Ne parla il sito “Professione reporter”, osservatorio sul mondo dell’informazione di oggi, ospitando l’intervento di Marco Pratellesi, estratto dalla sua relazione al convegno della Fondazione “Murialdi”, di cui riportiamo il link in fondo a questo articolo. Lo fa alla vigilia dell’appuntamento in cui, domani a mezzogiorno, la Federazione della stampa (Fnsi) e l’Istituto di previdenza dei giornalisti italiani (Inpgi) chiamano a raccolta di fronte al Ministero del Lavoro e delle Politiche sociali: “Il destino dell’Inpgi e il futuro dell’informazione”.

«I giornalisti italiani – scrivono Fnsi e Inpgi nel comunicato che lancia la manifestazione – chiedono al governo un cambio di passo e l’apertura di un confronto a tutto campo per individuare le misure necessarie per garantire il rilancio del settore, la ripresa dell’occupazione e la messa in sicurezza dell’Istituto». Un Istituto di previdenza messo in crisi dal forte calo dei contribuenti a causa della perdita di posti di lavoro e dal peso del pagamento degli ammortizzatori sociali che, come ente privato sostitutivo dell’Inps, l’Inpgi paga con le proprie risorse, senza gravare sulle tasse dei contribuenti: mezzo miliardo di euro speso in dieci anni.

__________________________________________________

Obiettivo ▸ Per favore, traduci in inglese questa frase del testo sull’Inpgi: “«I giornalisti italiani – scrivono Fnsi e Inpgi nel comunicato che lancia la manifestazione – chiedono al governo un cambio di passo e l’apertura di un confronto a tutto campo per individuare le misure necessarie per garantire il rilancio del settore, la ripresa dell’occupazione e la messa in sicurezza dell’Istituto».”

__________________________________________________

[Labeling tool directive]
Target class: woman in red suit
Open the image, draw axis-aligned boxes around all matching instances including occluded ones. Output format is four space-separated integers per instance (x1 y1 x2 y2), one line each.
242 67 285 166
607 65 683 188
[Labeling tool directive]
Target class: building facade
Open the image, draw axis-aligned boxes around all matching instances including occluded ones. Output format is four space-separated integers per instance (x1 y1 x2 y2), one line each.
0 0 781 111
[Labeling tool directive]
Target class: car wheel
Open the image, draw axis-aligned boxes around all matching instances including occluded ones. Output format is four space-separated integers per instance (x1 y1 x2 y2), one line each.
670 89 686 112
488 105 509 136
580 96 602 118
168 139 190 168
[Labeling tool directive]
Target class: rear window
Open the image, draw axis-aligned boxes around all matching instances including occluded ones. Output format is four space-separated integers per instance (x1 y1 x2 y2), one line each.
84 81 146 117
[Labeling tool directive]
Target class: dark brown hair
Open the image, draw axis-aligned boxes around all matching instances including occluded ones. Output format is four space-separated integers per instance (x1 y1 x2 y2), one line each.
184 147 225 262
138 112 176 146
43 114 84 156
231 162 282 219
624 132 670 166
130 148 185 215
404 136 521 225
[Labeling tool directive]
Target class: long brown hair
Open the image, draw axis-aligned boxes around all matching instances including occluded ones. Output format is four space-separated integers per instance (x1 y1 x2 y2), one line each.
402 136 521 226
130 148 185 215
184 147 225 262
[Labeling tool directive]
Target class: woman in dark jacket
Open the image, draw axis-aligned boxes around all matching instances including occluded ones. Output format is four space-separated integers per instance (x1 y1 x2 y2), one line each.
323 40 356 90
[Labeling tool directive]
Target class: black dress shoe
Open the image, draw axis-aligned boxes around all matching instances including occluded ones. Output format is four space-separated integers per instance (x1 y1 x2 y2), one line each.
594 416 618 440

__________________________________________________

Risultato ▸ "Italian journalists," write Fnsi and Inpgi in the press release launching the demonstration, "are asking the government for a change of pace and the opening of a wide-ranging dialogue to identify the measures needed to ensure the relaunch of the sector, the recovery of employment, and the securing of the Institute."